Can you rewrite the listing below, changing every "reported as" to "given as" and leaving everything else as it is?

[Listing of labeled points]
__________________________________________________
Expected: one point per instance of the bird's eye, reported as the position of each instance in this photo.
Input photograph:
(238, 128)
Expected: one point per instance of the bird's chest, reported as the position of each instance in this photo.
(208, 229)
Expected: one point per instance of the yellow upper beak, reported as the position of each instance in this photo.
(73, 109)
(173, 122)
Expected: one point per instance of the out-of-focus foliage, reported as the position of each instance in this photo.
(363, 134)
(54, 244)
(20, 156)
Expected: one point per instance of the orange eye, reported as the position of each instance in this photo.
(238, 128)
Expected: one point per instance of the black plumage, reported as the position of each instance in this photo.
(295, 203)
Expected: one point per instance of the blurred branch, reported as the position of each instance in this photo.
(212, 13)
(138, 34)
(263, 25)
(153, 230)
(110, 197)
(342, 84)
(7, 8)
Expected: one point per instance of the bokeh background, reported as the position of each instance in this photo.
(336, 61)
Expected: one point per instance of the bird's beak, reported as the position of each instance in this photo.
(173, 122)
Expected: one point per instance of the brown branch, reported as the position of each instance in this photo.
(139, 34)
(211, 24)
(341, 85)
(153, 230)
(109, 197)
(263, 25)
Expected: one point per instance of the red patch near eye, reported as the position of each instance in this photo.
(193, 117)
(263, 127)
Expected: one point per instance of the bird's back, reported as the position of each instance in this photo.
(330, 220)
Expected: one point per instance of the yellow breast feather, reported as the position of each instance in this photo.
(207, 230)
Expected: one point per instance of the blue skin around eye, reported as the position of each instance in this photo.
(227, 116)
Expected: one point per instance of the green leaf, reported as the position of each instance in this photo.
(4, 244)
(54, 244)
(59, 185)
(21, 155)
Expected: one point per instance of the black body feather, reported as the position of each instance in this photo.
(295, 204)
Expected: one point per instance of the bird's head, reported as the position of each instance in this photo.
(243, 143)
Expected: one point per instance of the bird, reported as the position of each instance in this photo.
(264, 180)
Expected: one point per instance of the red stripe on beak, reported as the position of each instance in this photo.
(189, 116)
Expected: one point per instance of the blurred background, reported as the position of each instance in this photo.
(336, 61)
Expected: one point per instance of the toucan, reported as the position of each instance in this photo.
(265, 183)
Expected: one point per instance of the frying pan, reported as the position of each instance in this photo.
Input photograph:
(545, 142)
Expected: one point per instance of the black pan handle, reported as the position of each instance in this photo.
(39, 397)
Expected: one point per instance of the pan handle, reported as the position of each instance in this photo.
__________________________________________________
_Exercise result_.
Expected: one point per instance of the bird's eye, given as the position of each instance in this photo.
Input photograph:
(238, 128)
Expected: one point per instance of the bird's chest, given as the position of each instance in this photo.
(208, 229)
Expected: one point per instance of the yellow upper beak, given as the position of each instance in this photo.
(73, 109)
(173, 122)
Expected: one point per instance of the out-of-focus foliage, given as the position of each instance in this photo.
(363, 134)
(54, 244)
(20, 156)
Expected: one point per instance of the orange eye, given as the position of each instance in this photo.
(238, 128)
Expected: one point per instance of the black plumage, given as the position of each instance in this photo.
(295, 203)
Expected: one point per instance of the blurred branch, given as the position of each instance in this photo.
(212, 13)
(138, 34)
(263, 25)
(153, 230)
(110, 197)
(342, 84)
(7, 8)
Expected: one point per instance of the bokeh background, given as the position of each instance in this photo.
(336, 61)
Expected: one point per instance of the bird's beak, given as the position of each instance in this photo.
(173, 122)
Expected: one point per instance of the brown branch, given as the position of each instance in this photo.
(139, 34)
(211, 24)
(341, 85)
(153, 230)
(109, 197)
(263, 25)
Expected: one point per instance of the red patch near eye, given as the position of each instance in this photo.
(193, 117)
(263, 127)
Expected: one point per instance of the bird's back, given as the position of each instance in this photo.
(330, 220)
Expected: one point per instance of the yellow breast feather, given as the position of each instance in this photo.
(207, 230)
Expected: one point per instance of the blue skin around eye, given as the position of each instance in this photo.
(227, 116)
Expected: one point per instance of the green leaf, given as the position of each instance in this photo.
(4, 244)
(54, 244)
(59, 185)
(21, 155)
Expected: one point per instance of the black body feather, given as the position of each instance in this photo.
(295, 204)
Expected: one point per instance of the bird's head, given as the position of each instance in this photo.
(243, 143)
Expected: one point per instance of the bird, given as the position of each instance in this photo.
(264, 180)
Expected: one point per instance of the red stripe on beak, given as the position of each instance in this photo.
(189, 116)
Expected: one point per instance of the blurred background, given as the position of each instance in this photo.
(336, 61)
Expected: one point per instance of the toucan, given as the position of each instance in this photo.
(265, 183)
Expected: one point per instance of the frying pan, given as the position of each instance in this photo.
Input photograph:
(545, 142)
Expected: one point per instance of the black pan handle, given as the position of each instance in this photo.
(39, 397)
Expected: one point per instance of the pan handle, given as the position of each instance in this photo.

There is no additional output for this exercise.